= EXERCISE TASK =
Turn every line of the data below into a JSON list of strings, one string per line, leaving out any blank lines.

= PROVIDED RECORDS =
# # #
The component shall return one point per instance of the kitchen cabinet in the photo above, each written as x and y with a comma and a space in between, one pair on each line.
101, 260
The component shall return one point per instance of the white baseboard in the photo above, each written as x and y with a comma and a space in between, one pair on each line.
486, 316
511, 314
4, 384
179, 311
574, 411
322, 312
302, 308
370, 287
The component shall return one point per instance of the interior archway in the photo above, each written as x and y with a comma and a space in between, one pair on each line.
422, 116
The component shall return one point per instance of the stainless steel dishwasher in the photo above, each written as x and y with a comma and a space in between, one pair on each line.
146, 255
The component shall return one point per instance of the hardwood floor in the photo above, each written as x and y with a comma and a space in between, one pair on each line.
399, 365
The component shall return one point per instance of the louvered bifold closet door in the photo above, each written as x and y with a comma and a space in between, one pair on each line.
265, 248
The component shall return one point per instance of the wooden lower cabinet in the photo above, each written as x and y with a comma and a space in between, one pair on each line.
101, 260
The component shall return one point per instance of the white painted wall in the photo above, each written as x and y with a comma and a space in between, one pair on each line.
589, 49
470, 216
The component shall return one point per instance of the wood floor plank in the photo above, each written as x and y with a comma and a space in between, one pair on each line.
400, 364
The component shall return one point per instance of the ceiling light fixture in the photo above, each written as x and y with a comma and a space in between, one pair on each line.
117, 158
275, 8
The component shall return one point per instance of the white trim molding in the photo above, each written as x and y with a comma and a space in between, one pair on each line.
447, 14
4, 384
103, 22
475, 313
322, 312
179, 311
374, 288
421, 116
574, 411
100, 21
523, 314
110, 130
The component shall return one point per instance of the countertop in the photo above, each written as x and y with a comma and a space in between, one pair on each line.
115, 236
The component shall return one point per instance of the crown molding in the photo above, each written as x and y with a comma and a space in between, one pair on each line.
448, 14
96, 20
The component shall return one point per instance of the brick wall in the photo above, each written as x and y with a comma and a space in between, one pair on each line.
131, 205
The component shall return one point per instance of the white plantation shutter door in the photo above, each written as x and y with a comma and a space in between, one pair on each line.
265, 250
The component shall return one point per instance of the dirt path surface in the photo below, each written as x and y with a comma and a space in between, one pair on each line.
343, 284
# # #
= ANSWER TO THIS PROBLEM =
[
  "The component shall return one point per instance of the kitchen cabinet in the photo above, each written as x and y with a comma and a space in between, one pair on each line.",
  "101, 260",
  "The component shall return one point per instance of the white baseboard in the photo above, each written as x and y with a comma and a space in between, one pair on each line.",
  "486, 316",
  "511, 314",
  "4, 384",
  "179, 311",
  "574, 411",
  "322, 312",
  "302, 308",
  "370, 287",
  "The component shall return one point per instance of the interior archway in the photo above, each written as x and y with a comma and a space in between, one pair on each line.",
  "422, 116",
  "The component shall return one point per instance of the stainless steel dishwasher in the photo above, each written as x and y with a comma and a space in between, one pair on each line.",
  "146, 255",
  "The component shall return one point per instance of the hardwood floor in the photo above, each written as x and y with a comma and a space in between, one pair on each line.",
  "399, 365",
  "The component shall return one point per instance of the louvered bifold closet door in the photo above, each written as x and y with a comma and a space in between, one pair on each line.",
  "265, 248",
  "The component shall return one point per instance of the wooden lower cabinet in the photo above, each written as x and y with a comma and a space in between, one pair on each line.",
  "101, 260",
  "The component shall return one point per instance of the white painted wall in the photo above, each written as x and y with a comma and a space in between, one pair on each line.",
  "589, 49",
  "470, 216",
  "The component shall return one point per instance of the wood floor plank in the photo above, each written as x and y with a comma and a space in between, one pair on each line.",
  "400, 364",
  "The component shall return one point per instance of the ceiling light fixture in the photo above, each written as x and y with a comma and a space in between, one pair on each line.",
  "117, 158",
  "275, 8",
  "The component shall return one point per instance of the white trim molding in the photo above, each written as x and y with a comma and a space in between, one pair on each line.",
  "447, 14",
  "4, 384",
  "103, 22",
  "475, 313",
  "322, 312",
  "179, 311",
  "374, 288",
  "421, 116",
  "574, 411",
  "100, 21",
  "523, 314",
  "110, 130",
  "The component shall return one point per instance of the countertop in the photo above, each written as x and y with a comma and a space in between, one pair on each line.",
  "115, 236",
  "The component shall return one point per instance of the crown molding in the photo above, each written as x and y with a comma and a space in between, one pair on each line.",
  "448, 14",
  "96, 20",
  "The component shall return one point per instance of the brick wall in the photo above, each written as x and y with a comma and a space in between, one pair on each line.",
  "131, 205",
  "The component shall return one point per instance of the white plantation shutter door in the photo above, each written as x and y with a comma and a space in between, one pair on each line.",
  "265, 250",
  "The component shall return one point per instance of the dirt path surface in the photo below, each written as x and y with a comma and a space in between, one pair on each line.",
  "343, 284"
]